* [EXERCISE TASK] Quote the lines from the line holding "Would you mind picking out the corbel" to the very end of the listing, exactly, and no others.

(Point-based annotation data)

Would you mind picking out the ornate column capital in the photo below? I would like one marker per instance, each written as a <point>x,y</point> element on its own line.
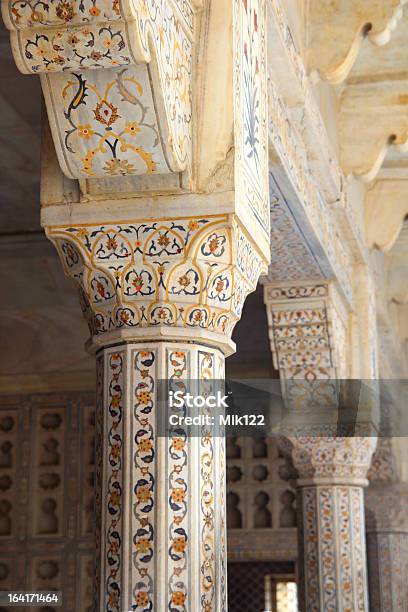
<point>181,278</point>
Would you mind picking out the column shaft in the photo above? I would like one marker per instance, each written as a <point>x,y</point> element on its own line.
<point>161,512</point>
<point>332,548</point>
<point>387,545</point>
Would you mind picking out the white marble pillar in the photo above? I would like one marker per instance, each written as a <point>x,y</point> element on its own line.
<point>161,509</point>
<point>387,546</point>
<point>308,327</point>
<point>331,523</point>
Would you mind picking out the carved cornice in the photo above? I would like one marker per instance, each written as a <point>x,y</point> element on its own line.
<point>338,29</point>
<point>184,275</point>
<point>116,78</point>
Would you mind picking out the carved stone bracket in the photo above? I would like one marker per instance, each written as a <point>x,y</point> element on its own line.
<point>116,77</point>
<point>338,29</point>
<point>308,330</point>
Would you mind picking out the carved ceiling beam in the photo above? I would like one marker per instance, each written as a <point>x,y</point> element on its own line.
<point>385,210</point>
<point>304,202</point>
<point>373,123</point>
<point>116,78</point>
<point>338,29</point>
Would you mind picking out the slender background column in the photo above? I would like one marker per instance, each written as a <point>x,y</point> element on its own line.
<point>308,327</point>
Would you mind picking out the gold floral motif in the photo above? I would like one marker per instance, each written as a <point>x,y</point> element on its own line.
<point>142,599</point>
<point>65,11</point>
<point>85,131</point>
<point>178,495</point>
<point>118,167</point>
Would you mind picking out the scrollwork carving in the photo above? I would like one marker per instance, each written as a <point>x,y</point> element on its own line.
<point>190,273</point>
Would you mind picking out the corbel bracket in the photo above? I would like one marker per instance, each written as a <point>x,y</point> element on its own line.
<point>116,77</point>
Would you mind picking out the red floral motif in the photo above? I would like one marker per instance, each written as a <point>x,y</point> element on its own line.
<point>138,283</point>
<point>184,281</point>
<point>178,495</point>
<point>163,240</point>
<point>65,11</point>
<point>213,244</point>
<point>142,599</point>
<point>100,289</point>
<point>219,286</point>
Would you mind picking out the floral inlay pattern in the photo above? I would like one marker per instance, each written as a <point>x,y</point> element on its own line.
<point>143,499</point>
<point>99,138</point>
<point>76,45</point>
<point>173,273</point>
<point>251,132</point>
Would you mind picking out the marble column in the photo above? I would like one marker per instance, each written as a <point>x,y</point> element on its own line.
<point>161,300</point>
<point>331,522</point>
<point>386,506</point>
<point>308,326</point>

* [WRITTEN ANSWER]
Would you mind picking out the corbel bracket in the photo above? I would like one marker per instance, each written as a <point>x,y</point> element on its own line.
<point>116,77</point>
Would you mind picking out the red floral motif in the photo above? I would like one marker per instance, each written as a <point>x,y</point> element on its own line.
<point>138,283</point>
<point>184,281</point>
<point>178,495</point>
<point>163,240</point>
<point>65,11</point>
<point>213,244</point>
<point>142,599</point>
<point>100,289</point>
<point>219,286</point>
Would you mind picking out the floral inlay pattern in the photo above? I would like one marker per instance, each written as a <point>x,y</point> element on its own line.
<point>143,499</point>
<point>99,138</point>
<point>76,45</point>
<point>173,273</point>
<point>251,132</point>
Would you mind picking out the marble column in the photo above? I would like one marker per instance, each written as a <point>x,y</point> element on its own line.
<point>161,300</point>
<point>331,522</point>
<point>386,506</point>
<point>308,326</point>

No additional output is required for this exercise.